__WHAT YOU WILL DO__
Extract the full set of records, then give each one again exactly.

__DATA SHOWN__
※ ※ ※

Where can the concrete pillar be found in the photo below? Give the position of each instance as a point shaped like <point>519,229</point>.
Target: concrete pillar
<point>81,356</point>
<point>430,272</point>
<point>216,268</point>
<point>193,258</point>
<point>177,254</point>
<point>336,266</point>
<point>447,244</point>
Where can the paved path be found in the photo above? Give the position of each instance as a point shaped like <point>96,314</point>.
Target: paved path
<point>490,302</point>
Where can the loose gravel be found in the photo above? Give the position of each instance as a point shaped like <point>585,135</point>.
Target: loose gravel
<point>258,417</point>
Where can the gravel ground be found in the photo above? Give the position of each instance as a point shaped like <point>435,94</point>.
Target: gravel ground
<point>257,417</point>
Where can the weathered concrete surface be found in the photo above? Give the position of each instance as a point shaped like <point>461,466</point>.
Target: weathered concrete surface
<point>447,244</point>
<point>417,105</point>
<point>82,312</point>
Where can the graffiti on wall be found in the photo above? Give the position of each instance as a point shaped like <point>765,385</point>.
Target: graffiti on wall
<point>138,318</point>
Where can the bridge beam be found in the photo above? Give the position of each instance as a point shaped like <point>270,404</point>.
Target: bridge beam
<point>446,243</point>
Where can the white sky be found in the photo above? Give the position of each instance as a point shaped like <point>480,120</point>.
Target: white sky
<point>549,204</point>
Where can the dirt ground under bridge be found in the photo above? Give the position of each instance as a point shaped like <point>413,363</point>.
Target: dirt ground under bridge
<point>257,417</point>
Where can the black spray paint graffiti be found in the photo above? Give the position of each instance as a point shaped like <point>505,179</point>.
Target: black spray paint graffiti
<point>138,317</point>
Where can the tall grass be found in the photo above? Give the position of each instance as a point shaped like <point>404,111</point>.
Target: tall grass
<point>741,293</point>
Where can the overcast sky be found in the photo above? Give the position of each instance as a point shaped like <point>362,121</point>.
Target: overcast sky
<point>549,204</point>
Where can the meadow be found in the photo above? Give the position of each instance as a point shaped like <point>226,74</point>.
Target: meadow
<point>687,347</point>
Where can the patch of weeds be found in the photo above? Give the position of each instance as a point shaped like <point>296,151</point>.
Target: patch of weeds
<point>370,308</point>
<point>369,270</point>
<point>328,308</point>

※ ※ ※

__RESPONSE__
Where can the concrete pillar be found in the photo below? Give the position of each instance as a point shaped like <point>519,229</point>.
Target: concrete pillar
<point>81,356</point>
<point>430,272</point>
<point>216,268</point>
<point>193,258</point>
<point>177,254</point>
<point>336,266</point>
<point>447,244</point>
Where can the paved path be found in the photo above? Give the position of each instance as a point shaped like <point>96,314</point>.
Target: paved path
<point>490,302</point>
Where can the loose gravel be found in the photo above? Give the position of each instance as a point shaped like <point>585,135</point>.
Target: loose gravel
<point>258,417</point>
Where can the gravel ground be found in the photo above? Give the position of each instance as a point shaped like <point>435,94</point>.
Target: gravel ground
<point>257,417</point>
Where can the weathered concrete surface be found in the photo above? Give the position of each instance as a point shaped like <point>461,466</point>.
Target: weathered concrete surface
<point>447,244</point>
<point>417,105</point>
<point>82,312</point>
Where can the graffiti on wall be found in the photo above? Give the position of each instance as a point shaped like <point>765,385</point>.
Target: graffiti on wall
<point>138,318</point>
Where can the bridge beam be found in the photo above? Give the position of each instance as a point shaped like <point>270,404</point>.
Target: bridge beam
<point>446,243</point>
Where can the white sky be found in the photo above? Give the position of each instance as a point shaped like <point>480,120</point>.
Target: white sky
<point>549,204</point>
Where can the dirt ground under bridge be found in the photo above? Give the position of each instance as a point shaped like <point>413,363</point>.
Target: dirt ground under bridge
<point>257,417</point>
Where can the black spray paint graffiti be found in the photo above? Give the position of each instance as a point shaped like <point>505,179</point>.
Target: black spray paint graffiti
<point>138,317</point>
Where can the tall grass be found in the photo above? Give the position of each instance as a point shaped like <point>404,111</point>.
Target: tall grass
<point>741,293</point>
Where can the overcast sky be found in the photo above? Give the position of each instance as a point shaped like <point>362,121</point>.
Target: overcast sky
<point>549,204</point>
Where can the meadow be found in the photo above? Give the position of each instance as a point shaped like <point>226,74</point>.
Target: meadow
<point>687,347</point>
Where can the patch of weeds be found in the photo above? Give the position of each instance as a point shaped like <point>296,151</point>.
Target: patch of weeds
<point>370,308</point>
<point>369,270</point>
<point>328,308</point>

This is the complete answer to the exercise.